◆ Page text
########################################
2022 Mid-South Glycoscience Meeting
Thursday, June 16, 2022 Thad Cochran Research Center University of Mississippi, Oxford, Mississippi
Richard D. Cummings, Beth Israel Deaconess Medical Center and Harvard Medical School in Boston, Massachusetts
Dr. Richard Cummings is the S. Daniel Abraham Endowed Professor of Surgery at Beth Israel Deaconess Medical Center, Harvard Medical School and Chief of the Division of Surgical Sciences, the Director of the NIH-funded National Center for Functional Glycomics (NCFG), Director of Harvard Medical School Center for Glycoscience, as well as an international leader in the field of glycobiology. Cummings' research aims to understand the structure and function of glycoconjugates in cell adhesion and signaling, studying the molecular and biochemical functions of surface and secreted glycoproteins in normal biological processes and disease.
Kelley Moremen, Complex Carbohydrate Research Center, University of Georgia, Athens, Georgia
Dr. Kelley Moremen is a Distinguished Research Professor at the University of Georgia and is Associate Director for Commercialization for the Complex Carbohydrate Research Center (CCRC). Dr. Moremen has served as chair of the Glycobiology Gordon Research Conference and President, Board of Directors, and Secretary of the Society for Glycobiology. Research in the Moremen lab focuses on the structure, regulation, and localization of enzymes involved in the biosynthesis, recognition, and catabolism of mammalian glycoproteins.
########################################
◆ Listed entries
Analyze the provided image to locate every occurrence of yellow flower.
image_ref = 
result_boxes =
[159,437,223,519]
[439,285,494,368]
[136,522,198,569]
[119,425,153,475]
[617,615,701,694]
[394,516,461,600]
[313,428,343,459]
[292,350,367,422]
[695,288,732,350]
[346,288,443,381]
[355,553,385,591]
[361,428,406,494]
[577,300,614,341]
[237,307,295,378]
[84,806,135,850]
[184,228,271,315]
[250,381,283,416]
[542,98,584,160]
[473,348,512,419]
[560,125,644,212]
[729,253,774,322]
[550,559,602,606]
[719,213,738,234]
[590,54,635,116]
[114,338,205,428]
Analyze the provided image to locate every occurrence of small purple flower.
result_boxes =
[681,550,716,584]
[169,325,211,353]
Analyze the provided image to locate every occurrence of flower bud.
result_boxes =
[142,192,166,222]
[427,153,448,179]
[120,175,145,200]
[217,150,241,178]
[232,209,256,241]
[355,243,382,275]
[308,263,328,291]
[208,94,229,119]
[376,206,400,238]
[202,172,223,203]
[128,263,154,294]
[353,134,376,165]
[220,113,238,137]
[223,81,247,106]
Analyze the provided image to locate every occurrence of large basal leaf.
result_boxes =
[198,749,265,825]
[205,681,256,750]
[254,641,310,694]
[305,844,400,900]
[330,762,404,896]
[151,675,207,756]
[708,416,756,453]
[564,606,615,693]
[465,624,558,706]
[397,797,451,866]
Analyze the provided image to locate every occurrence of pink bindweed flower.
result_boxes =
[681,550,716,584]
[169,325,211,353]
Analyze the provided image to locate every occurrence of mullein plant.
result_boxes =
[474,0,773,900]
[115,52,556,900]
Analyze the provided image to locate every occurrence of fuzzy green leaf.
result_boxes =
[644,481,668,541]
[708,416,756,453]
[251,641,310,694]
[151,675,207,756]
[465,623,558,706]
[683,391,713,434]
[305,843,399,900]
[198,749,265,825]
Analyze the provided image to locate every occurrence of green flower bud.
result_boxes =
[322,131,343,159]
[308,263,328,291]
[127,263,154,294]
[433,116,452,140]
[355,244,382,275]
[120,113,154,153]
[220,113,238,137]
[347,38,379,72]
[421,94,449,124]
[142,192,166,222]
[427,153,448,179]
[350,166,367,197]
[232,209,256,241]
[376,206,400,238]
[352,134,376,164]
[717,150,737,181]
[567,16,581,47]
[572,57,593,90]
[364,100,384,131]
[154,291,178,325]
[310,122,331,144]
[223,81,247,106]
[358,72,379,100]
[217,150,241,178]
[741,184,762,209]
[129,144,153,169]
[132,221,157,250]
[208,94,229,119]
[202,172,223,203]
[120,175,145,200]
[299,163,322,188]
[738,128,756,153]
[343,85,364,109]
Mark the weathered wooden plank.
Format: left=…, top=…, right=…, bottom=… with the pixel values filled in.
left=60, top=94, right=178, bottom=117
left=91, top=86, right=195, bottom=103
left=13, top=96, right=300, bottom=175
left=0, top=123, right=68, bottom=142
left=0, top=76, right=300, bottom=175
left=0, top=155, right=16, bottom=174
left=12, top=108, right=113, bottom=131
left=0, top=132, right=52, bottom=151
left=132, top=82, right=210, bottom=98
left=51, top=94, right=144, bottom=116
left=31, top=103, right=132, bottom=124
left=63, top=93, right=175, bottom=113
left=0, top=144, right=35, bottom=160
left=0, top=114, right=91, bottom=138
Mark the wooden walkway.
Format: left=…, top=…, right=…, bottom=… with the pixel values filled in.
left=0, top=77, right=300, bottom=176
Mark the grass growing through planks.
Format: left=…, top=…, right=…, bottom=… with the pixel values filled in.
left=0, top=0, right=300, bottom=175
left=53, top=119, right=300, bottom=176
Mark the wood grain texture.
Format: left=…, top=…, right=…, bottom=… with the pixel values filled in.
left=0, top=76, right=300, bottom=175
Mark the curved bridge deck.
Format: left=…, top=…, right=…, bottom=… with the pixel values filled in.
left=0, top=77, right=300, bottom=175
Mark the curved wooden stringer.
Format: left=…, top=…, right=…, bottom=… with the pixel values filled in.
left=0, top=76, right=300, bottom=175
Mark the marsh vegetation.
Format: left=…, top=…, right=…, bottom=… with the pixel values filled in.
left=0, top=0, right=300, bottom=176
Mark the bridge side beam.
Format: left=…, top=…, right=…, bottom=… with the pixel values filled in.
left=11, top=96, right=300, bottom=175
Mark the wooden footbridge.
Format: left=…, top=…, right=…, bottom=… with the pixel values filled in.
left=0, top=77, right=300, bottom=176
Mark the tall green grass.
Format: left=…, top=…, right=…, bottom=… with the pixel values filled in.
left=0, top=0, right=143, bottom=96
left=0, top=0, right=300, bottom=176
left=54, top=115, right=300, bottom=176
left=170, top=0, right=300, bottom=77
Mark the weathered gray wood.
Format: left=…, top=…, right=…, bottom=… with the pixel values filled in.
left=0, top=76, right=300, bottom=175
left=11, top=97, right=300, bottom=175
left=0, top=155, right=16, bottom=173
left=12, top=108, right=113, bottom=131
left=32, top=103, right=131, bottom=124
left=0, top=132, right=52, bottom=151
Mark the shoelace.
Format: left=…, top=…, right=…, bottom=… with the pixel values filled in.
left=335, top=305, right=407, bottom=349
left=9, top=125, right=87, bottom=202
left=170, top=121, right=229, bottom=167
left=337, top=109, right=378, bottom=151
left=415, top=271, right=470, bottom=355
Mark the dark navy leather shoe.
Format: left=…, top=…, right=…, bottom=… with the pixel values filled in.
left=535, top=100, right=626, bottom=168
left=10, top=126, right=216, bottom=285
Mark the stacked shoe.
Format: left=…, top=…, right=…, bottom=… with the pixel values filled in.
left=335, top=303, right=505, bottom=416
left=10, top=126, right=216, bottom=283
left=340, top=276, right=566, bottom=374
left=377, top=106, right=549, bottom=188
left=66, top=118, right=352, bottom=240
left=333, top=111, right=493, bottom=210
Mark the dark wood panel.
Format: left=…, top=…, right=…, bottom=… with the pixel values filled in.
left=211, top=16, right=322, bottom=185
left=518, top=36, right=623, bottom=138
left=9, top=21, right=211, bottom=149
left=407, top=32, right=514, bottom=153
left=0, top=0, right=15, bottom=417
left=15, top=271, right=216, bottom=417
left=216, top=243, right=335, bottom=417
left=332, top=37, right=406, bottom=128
########################################
◆ Tasks for this exercise
a. List every title or position the meeting page gives for Richard Cummings.
b. Duplicate the meeting page from "2022 Mid-South Glycoscience" to "processes and disease.".
The material that comes after the meeting page stands apart from it.

◆ Answers below
a.
- S. Daniel Abraham Endowed Professor of Surgery at Beth Israel Deaconess Medical Center, Harvard Medical School
- Chief of the Division of Surgical Sciences
- Director of the NIH-funded National Center for Functional Glycomics (NCFG)
- Director of Harvard Medical School Center for Glycoscience

b.
2022 Mid-South Glycoscience Meeting
Thursday, June 16, 2022 Thad Cochran Research Center University of Mississippi, Oxford, Mississippi
Richard D. Cummings, Beth Israel Deaconess Medical Center and Harvard Medical School in Boston, Massachusetts
Dr. Richard Cummings is the S. Daniel Abraham Endowed Professor of Surgery at Beth Israel Deaconess Medical Center, Harvard Medical School and Chief of the Division of Surgical Sciences, the Director of the NIH-funded National Center for Functional Glycomics (NCFG), Director of Harvard Medical School Center for Glycoscience, as well as an international leader in the field of glycobiology. Cummings' research aims to understand the structure and function of glycoconjugates in cell adhesion and signaling, studying the molecular and biochemical functions of surface and secreted glycoproteins in normal biological processes and disease.